→ Exercise aim
Turn the entries from the line with "Localize dense foliage." to the line with "[221, 112, 336, 144]" into a numbered list, leaving out any blank lines.

(Part of a data file)
++++++++++++++++++++
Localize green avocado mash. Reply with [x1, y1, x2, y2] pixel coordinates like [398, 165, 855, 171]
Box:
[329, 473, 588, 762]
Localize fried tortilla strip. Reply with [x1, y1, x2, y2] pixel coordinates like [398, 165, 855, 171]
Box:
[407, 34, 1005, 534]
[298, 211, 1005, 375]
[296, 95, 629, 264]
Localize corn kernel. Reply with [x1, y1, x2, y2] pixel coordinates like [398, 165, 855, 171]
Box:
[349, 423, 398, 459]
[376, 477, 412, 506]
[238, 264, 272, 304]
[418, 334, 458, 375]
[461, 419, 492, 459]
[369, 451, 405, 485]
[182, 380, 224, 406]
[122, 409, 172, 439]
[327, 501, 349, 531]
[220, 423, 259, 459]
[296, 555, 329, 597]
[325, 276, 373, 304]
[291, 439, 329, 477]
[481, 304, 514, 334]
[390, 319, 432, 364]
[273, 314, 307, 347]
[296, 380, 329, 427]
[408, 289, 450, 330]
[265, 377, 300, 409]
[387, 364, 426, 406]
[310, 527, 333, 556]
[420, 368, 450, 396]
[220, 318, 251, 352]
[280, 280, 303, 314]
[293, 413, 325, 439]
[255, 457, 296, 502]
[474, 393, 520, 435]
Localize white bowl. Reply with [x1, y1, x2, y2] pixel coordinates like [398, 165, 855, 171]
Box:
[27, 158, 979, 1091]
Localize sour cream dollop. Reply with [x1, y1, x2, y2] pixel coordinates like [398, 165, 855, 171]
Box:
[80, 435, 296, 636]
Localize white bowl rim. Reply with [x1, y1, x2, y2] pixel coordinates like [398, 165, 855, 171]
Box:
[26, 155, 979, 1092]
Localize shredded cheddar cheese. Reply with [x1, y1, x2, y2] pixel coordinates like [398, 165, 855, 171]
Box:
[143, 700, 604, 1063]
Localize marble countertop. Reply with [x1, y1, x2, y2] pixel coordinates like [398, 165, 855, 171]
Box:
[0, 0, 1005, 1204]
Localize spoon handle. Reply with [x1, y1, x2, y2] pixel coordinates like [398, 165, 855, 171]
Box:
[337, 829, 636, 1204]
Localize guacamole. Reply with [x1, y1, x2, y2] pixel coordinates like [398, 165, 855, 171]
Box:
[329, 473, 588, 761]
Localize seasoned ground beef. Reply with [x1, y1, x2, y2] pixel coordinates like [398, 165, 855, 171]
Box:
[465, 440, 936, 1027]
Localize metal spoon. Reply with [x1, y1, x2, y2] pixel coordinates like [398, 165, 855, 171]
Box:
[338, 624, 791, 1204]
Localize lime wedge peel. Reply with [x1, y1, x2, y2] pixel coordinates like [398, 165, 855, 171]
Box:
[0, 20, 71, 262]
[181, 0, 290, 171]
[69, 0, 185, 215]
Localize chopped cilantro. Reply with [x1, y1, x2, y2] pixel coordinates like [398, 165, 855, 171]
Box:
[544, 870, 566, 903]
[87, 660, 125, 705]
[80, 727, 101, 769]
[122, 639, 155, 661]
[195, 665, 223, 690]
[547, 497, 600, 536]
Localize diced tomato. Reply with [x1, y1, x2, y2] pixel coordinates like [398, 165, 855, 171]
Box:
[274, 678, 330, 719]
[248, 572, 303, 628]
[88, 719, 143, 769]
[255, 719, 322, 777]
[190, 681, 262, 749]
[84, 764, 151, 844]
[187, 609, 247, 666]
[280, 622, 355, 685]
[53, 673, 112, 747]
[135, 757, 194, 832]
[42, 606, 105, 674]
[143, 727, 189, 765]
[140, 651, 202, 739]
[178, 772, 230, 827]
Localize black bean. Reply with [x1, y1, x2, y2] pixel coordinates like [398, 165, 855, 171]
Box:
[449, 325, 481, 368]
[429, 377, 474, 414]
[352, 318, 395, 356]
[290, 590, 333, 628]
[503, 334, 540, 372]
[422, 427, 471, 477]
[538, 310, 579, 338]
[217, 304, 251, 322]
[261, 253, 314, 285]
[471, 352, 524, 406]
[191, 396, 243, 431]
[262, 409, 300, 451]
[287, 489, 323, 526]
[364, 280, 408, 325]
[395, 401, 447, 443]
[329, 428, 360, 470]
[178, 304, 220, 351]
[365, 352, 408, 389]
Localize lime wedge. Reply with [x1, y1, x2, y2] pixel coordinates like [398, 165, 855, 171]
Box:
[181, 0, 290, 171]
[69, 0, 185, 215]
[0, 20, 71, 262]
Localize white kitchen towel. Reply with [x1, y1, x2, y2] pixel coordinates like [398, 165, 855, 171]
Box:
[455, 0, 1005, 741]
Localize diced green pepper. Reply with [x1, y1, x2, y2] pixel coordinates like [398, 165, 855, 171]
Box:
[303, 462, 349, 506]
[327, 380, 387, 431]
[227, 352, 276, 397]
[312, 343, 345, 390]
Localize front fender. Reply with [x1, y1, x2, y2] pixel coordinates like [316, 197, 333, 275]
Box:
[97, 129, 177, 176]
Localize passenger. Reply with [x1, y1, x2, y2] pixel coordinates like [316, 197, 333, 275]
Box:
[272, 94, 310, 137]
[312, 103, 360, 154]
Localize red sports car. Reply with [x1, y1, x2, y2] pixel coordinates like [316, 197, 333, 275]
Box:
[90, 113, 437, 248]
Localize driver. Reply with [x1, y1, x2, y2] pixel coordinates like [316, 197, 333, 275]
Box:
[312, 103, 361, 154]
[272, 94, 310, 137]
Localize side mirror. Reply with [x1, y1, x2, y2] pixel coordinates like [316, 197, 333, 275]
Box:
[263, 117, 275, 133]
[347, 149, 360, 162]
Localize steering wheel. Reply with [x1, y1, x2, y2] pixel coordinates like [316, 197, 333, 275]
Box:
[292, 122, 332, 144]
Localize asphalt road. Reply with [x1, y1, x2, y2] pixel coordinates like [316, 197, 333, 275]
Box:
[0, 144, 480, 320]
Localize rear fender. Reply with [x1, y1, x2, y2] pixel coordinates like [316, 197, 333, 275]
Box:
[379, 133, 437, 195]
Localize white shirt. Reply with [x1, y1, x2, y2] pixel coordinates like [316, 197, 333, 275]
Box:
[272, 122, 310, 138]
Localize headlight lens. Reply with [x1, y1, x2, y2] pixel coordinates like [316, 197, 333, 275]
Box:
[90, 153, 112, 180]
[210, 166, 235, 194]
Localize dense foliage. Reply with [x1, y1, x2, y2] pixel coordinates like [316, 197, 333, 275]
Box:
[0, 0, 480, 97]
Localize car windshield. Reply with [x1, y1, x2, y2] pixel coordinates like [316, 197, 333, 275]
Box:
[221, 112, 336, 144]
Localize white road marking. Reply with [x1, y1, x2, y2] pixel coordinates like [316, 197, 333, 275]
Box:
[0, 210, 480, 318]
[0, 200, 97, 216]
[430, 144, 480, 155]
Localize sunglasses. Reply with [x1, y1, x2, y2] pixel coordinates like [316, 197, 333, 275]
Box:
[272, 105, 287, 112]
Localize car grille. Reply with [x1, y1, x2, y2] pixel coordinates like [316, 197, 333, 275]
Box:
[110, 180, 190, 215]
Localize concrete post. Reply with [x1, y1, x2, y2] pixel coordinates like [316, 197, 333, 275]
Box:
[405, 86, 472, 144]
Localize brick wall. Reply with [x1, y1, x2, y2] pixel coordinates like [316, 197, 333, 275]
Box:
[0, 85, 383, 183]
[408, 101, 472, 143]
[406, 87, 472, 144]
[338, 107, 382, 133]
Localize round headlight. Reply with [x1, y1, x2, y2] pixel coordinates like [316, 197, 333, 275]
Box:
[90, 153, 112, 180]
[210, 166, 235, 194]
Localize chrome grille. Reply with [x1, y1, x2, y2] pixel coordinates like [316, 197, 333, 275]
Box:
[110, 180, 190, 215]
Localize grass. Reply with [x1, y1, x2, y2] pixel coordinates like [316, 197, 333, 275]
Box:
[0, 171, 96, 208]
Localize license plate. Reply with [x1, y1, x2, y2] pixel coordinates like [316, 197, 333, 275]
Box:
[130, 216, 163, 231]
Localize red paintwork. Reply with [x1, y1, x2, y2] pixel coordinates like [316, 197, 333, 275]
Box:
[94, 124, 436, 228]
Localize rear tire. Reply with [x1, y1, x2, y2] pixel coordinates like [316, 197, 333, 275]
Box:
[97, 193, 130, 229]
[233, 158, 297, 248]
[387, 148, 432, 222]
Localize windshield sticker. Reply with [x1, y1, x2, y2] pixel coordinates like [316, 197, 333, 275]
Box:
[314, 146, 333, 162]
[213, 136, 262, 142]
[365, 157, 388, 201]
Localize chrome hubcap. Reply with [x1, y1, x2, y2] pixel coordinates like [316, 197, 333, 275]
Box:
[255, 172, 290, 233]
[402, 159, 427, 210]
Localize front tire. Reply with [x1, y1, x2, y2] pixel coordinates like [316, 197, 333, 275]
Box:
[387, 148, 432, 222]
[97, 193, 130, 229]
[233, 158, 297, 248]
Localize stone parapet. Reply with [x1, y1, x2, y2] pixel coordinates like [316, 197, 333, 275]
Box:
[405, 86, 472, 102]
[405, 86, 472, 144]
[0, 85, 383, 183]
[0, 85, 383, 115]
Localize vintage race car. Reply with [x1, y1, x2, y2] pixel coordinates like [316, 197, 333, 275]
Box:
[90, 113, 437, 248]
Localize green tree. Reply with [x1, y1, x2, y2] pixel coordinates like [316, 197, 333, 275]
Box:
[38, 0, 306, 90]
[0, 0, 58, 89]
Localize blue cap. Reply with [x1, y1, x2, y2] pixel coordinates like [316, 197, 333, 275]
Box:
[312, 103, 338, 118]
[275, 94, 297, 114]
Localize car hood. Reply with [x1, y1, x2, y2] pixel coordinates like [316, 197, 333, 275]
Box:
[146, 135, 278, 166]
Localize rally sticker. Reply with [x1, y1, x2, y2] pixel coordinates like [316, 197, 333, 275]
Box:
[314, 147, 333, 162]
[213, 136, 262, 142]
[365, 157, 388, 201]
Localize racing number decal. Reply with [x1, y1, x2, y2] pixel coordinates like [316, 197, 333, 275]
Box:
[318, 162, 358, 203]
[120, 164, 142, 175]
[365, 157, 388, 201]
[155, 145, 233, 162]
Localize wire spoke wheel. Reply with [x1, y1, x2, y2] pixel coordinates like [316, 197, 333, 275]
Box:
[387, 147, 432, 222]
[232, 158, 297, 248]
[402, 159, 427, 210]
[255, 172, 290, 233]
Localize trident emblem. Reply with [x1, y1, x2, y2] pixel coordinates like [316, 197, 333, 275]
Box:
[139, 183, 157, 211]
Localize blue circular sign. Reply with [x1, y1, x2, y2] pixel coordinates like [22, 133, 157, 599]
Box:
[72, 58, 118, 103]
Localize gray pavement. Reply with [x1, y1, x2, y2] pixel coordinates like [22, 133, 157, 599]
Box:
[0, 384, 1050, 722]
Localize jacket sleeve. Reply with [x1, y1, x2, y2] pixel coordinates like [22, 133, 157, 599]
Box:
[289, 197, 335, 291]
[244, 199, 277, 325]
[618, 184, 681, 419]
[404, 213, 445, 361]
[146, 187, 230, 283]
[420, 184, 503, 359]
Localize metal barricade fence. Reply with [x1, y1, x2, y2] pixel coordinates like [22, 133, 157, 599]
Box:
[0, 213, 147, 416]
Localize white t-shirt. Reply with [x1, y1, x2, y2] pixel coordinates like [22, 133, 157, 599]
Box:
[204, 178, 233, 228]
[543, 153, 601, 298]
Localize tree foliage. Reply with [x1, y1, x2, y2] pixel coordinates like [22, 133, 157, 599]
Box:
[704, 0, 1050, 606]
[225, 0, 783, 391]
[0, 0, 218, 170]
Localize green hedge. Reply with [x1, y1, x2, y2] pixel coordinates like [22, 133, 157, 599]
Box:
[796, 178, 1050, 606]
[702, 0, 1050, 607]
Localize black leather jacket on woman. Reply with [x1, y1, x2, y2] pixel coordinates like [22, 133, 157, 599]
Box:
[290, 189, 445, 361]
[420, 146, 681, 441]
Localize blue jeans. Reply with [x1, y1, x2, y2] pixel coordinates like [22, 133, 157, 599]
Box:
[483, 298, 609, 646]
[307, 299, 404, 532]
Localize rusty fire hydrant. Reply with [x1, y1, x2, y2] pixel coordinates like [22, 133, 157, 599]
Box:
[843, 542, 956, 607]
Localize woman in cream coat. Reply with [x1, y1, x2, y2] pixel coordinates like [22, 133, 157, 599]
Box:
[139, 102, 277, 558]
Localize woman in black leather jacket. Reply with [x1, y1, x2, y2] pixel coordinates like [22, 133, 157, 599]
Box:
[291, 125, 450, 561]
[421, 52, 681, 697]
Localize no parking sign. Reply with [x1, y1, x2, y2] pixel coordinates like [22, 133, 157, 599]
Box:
++++++++++++++++++++
→ Answer to this problem
1. Localize dense foliage. Reply with [x1, y1, x2, y2] pixel coordinates like [316, 197, 333, 275]
2. Box:
3. [0, 0, 480, 97]
4. Localize car windshield. Reply with [x1, y1, x2, y2] pixel coordinates like [316, 197, 333, 275]
5. Box:
6. [221, 112, 336, 144]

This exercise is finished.